> TASK TO COMPLETE
Enumerate each line in the records below that contains the string "elongated". Treat uppercase and lowercase letters as distinct.

> INFORMATION GIVEN
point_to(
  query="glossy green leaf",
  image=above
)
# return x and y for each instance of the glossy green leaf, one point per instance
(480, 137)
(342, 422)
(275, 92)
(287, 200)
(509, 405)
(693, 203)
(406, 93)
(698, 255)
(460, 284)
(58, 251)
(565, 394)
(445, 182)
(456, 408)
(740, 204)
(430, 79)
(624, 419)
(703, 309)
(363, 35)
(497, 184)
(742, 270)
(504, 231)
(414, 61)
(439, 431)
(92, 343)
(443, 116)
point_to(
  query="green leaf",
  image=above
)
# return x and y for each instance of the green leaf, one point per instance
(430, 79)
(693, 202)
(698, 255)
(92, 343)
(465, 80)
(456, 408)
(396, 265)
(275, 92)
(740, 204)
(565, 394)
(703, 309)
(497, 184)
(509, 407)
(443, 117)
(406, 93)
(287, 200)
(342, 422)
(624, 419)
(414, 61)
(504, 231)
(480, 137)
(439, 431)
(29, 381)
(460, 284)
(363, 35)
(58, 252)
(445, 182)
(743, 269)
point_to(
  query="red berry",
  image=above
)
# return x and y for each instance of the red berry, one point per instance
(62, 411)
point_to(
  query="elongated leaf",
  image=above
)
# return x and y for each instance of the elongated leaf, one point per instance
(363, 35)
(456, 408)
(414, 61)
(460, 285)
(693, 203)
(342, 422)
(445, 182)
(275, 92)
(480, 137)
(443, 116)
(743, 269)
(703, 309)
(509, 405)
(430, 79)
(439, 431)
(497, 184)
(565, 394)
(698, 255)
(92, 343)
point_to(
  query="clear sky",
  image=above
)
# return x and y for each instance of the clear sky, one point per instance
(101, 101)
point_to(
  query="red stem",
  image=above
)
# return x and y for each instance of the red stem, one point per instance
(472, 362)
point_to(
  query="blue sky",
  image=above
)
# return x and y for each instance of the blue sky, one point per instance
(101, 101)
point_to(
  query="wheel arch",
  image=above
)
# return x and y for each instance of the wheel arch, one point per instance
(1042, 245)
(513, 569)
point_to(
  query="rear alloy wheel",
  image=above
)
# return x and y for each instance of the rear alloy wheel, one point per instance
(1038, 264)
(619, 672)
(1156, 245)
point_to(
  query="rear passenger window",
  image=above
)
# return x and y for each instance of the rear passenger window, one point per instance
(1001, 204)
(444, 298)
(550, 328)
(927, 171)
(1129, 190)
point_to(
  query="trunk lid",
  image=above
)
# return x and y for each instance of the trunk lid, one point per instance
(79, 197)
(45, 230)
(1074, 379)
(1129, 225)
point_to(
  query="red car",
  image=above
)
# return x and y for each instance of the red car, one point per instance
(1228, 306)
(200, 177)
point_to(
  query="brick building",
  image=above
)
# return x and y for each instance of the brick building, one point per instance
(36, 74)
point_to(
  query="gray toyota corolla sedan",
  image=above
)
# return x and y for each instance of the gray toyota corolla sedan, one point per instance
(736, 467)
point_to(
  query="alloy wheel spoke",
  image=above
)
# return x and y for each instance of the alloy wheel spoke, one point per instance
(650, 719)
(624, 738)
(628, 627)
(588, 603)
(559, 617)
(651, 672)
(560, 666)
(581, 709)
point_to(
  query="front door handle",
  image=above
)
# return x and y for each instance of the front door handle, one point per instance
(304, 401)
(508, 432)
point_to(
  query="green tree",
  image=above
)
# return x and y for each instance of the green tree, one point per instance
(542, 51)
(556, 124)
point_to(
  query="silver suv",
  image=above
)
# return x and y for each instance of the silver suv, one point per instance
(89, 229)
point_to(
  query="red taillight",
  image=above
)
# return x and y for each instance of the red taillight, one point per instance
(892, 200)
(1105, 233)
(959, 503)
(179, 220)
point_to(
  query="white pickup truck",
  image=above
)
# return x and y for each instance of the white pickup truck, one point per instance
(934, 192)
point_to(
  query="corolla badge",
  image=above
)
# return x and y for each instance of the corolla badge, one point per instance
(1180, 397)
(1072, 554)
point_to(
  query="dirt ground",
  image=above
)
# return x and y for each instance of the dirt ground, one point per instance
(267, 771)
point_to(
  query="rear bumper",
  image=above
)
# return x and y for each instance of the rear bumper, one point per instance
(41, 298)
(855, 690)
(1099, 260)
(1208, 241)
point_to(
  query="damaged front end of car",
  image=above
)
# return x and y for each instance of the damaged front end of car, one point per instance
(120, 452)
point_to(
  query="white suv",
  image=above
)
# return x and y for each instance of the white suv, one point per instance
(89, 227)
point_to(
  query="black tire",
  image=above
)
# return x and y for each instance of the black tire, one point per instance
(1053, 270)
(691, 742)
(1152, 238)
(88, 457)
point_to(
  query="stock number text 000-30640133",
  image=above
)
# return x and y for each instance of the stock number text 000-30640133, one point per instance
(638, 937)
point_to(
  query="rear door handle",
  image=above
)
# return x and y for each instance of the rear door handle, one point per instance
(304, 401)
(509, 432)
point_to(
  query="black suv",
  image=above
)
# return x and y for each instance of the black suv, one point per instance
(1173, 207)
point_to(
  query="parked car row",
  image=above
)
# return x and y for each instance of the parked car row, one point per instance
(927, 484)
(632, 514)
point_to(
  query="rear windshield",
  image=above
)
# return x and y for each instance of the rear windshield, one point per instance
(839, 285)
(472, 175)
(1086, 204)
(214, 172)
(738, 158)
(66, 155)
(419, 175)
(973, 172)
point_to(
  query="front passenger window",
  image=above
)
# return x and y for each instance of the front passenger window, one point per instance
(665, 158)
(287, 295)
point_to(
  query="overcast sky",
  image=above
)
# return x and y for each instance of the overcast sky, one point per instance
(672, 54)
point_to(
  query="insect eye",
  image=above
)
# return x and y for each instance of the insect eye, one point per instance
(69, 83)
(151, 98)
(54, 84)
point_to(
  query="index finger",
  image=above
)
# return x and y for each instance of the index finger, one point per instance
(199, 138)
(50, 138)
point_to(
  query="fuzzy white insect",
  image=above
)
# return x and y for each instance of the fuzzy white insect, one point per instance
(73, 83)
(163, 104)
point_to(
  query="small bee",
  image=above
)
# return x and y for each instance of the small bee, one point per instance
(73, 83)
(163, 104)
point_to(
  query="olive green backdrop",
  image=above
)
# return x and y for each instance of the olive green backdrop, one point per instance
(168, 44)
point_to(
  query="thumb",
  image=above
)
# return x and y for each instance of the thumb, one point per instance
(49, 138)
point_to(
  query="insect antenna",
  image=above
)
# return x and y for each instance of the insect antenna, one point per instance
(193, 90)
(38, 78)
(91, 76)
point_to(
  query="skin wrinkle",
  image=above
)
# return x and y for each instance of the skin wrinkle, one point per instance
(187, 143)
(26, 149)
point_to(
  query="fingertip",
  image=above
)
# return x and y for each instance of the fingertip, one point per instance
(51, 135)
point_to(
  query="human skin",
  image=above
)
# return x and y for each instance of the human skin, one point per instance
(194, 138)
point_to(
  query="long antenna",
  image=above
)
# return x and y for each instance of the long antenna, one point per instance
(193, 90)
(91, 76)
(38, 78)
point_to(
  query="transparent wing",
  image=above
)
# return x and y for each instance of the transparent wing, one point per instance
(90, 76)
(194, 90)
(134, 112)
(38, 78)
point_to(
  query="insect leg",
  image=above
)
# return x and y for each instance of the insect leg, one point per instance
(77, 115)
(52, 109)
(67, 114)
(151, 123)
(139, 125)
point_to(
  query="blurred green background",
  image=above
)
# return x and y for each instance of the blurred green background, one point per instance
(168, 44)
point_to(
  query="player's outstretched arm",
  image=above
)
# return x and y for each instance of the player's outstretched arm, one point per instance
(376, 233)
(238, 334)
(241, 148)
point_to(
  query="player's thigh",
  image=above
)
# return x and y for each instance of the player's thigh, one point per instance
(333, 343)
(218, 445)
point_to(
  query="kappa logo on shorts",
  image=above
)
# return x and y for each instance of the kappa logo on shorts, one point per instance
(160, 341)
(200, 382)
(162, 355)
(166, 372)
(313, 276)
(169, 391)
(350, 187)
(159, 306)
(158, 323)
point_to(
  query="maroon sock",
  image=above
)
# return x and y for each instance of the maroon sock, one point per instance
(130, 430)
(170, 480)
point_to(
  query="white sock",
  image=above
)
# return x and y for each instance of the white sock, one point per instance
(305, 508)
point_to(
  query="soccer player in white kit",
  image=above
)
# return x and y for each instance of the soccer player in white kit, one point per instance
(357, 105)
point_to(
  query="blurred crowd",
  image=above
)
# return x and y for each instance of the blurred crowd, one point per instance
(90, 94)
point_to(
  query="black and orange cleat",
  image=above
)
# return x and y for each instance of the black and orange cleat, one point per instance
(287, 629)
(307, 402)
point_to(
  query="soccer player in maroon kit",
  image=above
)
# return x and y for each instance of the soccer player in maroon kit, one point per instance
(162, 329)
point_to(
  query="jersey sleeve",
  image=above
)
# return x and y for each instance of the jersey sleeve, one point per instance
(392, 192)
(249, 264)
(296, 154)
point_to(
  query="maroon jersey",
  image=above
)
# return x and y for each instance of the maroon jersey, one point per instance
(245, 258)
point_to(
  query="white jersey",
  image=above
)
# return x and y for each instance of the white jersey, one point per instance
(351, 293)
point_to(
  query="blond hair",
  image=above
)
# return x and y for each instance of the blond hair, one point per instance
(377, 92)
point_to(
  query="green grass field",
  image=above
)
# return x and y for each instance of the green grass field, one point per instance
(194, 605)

> OUTPUT FOR THIS EXERCISE
  query="elongated leaf",
# return x and y for each instance of the elongated leaf, one point per instance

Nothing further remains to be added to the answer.